**EXERCISE:** Copy the lines below without changing a word, beginning with the line that contains "Where can you see the wristband" and continuing through the last line.

::::::::::

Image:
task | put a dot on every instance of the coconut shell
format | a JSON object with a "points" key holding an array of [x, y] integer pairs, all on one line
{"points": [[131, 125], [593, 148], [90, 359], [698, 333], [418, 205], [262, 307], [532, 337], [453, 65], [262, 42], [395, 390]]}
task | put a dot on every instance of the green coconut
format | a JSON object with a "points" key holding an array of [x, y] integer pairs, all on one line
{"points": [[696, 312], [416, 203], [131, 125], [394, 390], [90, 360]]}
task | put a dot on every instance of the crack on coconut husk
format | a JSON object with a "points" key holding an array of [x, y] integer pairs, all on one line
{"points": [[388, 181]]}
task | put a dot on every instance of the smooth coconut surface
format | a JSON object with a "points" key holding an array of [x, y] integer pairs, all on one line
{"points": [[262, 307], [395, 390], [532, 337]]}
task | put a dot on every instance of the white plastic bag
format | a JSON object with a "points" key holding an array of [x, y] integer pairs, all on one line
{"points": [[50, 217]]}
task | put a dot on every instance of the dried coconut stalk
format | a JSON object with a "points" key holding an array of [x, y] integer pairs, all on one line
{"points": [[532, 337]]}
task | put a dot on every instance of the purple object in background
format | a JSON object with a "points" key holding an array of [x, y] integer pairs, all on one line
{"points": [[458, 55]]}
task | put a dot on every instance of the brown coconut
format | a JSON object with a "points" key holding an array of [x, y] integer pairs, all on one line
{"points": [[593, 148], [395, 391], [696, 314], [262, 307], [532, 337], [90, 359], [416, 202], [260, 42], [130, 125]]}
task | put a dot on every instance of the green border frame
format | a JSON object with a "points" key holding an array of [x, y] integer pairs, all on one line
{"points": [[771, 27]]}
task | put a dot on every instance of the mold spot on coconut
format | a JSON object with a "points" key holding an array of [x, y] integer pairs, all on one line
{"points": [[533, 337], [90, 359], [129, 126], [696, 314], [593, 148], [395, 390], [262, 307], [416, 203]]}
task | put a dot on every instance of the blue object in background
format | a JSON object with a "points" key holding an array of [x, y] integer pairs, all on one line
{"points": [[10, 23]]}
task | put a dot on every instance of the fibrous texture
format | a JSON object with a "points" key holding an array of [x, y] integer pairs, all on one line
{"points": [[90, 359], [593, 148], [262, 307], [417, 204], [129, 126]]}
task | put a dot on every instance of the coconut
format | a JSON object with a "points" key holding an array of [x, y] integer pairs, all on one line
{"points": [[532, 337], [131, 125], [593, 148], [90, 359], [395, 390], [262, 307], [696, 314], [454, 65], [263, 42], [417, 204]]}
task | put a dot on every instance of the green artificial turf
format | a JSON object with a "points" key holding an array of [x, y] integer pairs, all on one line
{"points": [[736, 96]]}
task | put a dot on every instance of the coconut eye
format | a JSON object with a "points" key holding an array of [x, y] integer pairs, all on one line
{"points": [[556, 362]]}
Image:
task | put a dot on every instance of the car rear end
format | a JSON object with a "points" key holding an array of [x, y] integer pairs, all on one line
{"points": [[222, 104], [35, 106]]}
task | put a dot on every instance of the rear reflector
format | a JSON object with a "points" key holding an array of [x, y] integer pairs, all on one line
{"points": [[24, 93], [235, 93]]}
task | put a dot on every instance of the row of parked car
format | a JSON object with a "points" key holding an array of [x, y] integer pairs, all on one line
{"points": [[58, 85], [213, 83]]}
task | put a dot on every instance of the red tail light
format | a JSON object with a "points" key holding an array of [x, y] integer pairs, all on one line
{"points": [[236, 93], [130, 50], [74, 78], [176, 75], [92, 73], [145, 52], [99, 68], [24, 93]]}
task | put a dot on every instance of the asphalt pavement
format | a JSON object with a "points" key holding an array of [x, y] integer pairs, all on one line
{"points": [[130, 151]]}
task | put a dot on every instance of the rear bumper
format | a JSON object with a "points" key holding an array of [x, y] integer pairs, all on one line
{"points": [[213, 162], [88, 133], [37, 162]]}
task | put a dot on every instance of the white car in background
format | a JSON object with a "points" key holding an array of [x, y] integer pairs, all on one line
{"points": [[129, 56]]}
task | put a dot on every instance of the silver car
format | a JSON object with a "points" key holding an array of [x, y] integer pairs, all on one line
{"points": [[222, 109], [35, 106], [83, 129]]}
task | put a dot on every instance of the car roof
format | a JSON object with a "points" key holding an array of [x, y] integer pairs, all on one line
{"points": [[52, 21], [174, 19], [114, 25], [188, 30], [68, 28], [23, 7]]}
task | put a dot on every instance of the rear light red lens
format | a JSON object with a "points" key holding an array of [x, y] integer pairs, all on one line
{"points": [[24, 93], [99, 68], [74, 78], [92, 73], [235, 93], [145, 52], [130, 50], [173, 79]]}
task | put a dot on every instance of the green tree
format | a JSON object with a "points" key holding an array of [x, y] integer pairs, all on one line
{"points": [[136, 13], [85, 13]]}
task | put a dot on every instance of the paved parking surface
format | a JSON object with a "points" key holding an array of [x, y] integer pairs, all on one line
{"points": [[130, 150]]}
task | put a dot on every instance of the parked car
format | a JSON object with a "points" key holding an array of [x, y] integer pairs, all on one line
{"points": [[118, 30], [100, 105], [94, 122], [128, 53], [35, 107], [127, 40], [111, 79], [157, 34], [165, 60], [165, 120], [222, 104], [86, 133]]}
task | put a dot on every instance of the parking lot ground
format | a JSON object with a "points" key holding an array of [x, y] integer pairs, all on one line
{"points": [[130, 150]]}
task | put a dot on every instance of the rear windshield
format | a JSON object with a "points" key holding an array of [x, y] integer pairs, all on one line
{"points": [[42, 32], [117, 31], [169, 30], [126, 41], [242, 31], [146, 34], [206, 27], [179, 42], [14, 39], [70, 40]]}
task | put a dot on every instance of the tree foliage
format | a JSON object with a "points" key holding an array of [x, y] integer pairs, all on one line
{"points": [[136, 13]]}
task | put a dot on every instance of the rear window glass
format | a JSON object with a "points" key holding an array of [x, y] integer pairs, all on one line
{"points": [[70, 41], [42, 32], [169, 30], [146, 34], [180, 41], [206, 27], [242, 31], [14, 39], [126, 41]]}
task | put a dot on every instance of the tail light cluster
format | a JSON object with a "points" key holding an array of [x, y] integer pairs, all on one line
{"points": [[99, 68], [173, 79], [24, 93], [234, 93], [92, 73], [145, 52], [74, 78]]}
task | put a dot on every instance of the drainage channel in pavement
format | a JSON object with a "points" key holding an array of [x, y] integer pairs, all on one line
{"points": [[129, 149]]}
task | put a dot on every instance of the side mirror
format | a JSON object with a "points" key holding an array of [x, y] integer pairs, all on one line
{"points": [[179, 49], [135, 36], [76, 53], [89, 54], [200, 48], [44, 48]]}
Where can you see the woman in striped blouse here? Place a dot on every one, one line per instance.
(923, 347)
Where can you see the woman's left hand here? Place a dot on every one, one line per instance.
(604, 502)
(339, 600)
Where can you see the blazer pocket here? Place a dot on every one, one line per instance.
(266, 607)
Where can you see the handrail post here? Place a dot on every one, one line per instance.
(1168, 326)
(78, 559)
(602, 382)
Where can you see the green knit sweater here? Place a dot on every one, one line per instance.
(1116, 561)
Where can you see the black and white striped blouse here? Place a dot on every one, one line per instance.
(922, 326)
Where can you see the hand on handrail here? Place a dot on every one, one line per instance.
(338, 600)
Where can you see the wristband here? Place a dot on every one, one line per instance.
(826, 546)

::::::::::

**FINAL RESULT:**
Where can you see the wristband here? Place a dot on every one, one line per instance.
(826, 546)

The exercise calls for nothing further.